• **Teks Bacaan**:

◆ ◆ ◆ ◆

Kita tahu bahwa komponen penerimaan terbesar negara dalam APBN adalah dari sektor pajak. Hampir 83,5% pada tahun 2022 sedangkan selebihnya adalah penerimaan negara bukan pajak dan hibah. PPN adalah salah penyumbang terbesar setelah pajak PPh.
PPN adalah pajak pertambahan nilai atau biaya tambahan yang harus dibayarkan konsumen saat membeli barang.Pajak PPN biasanya dipungut dari restoran dan tempat hiburan. Pajak dipungut oleh negara dan dikelola oleh kementertian keuangan melalui Direktorat Jenderal Pajak (DJP).
Pajak yang dipungut negara tersebut nantinya akan dialokasikan sesuai fungsinya seperti untuk belanja ASN/TNI POLRI, belanja modal, belanja barang, hibah, cicilan utang, pendidikan gratis, kesehatan, sarana dan prasarana umum, infrastruktur, subsidi enegri dan non energi serta banyak manfaat lainnya.
Untuk mendukung kelancaran pengalokasian dana dalam APBN tersebut, maka pemerintah mengambil langkah konkrit dengan salah satunya adalah menaikkan tarif pajak PPN.
Rencana kenaikan tarif PPN ini akan menjadi suatu tantangan yang cukup besar bagi para pelaku usaha dan masyarakat terutama dengan ekonomi menengah kebawah.
Dari sisi produsen tentunya hal ini berpengaruh terhadap menurunnya pendapatan karena harga barang akan semakin mahal dan masyarakat mengurangi konsumsi. Pajak adalah salah satu komponen biaya dalam perusahaan.
Ketika tarif pajak PPN naik, maka harga bahan baku, mesin dan peralatan lain yang menyokong operasional perusahaan juga akan naik. Langkah antisipatif yang dapat dilakukan perusahaan adalah menaikkan harga atau menurunkan jumlah produksi.

◆ ◆ ◆ ◆

• **Ketentuan Tugas**:
a) Menurut teks bacaan, mengapa kenaikan tarif PPN menurunkan pendapatan produsen? Jawab dalam satu sampai tiga kalimat.
b) Ringkas paragraf dalam teks bacaan yang diawali "Ketika tarif pajak PPN naik" menjadi satu kalimat tanpa menghilangkan fakta pokoknya.
c) Apa saja singkatan yang muncul dalam teks bacaan?

◆ ◆ ◆ ◆

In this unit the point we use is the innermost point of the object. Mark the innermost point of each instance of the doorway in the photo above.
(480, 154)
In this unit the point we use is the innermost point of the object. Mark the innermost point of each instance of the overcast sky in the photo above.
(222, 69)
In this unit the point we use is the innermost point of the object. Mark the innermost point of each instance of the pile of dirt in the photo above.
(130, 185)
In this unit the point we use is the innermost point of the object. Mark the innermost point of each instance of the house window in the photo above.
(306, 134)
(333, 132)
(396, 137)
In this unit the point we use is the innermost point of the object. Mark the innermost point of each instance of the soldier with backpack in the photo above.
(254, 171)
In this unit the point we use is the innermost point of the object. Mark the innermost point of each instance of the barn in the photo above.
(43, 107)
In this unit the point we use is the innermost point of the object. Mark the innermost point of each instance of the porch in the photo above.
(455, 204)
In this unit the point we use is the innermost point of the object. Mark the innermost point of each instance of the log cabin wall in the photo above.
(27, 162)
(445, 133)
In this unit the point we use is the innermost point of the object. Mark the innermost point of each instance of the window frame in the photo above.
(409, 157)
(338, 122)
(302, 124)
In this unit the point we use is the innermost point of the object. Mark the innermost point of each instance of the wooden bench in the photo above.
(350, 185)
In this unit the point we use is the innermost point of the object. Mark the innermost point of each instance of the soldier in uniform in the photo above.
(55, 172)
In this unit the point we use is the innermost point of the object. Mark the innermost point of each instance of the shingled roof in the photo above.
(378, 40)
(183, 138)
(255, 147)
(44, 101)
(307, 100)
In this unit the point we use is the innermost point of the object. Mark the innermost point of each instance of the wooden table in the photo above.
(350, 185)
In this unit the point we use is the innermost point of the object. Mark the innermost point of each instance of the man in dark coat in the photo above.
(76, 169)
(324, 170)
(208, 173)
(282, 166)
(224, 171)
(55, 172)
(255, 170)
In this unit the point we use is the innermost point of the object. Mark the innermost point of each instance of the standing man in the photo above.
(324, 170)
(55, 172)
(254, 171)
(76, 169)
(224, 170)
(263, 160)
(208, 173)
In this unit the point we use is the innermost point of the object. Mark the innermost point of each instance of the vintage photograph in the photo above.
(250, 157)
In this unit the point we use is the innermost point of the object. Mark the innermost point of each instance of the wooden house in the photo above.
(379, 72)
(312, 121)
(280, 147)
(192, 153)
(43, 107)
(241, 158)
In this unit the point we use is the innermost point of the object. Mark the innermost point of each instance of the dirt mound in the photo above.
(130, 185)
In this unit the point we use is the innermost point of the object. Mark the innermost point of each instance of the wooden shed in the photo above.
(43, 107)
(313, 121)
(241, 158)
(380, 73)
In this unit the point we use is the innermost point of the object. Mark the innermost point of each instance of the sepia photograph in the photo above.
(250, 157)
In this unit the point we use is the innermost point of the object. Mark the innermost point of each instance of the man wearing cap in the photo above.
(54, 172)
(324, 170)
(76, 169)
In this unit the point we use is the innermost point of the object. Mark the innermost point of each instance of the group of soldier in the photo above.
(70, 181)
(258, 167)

◆ ◆ ◆ ◆

• **Kumpulan Jawaban**:
a) Kenaikan tarif PPN membuat harga barang semakin mahal, sehingga masyarakat mengurangi konsumsi. Akibatnya, pendapatan produsen menurun.

b) Kenaikan tarif PPN ikut menaikkan harga bahan baku, mesin, dan peralatan penunjang operasional perusahaan, sehingga perusahaan dapat mengantisipasinya dengan menaikkan harga atau menurunkan jumlah produksi.

c) APBN, PPN, PPh, DJP, ASN, TNI, POLRI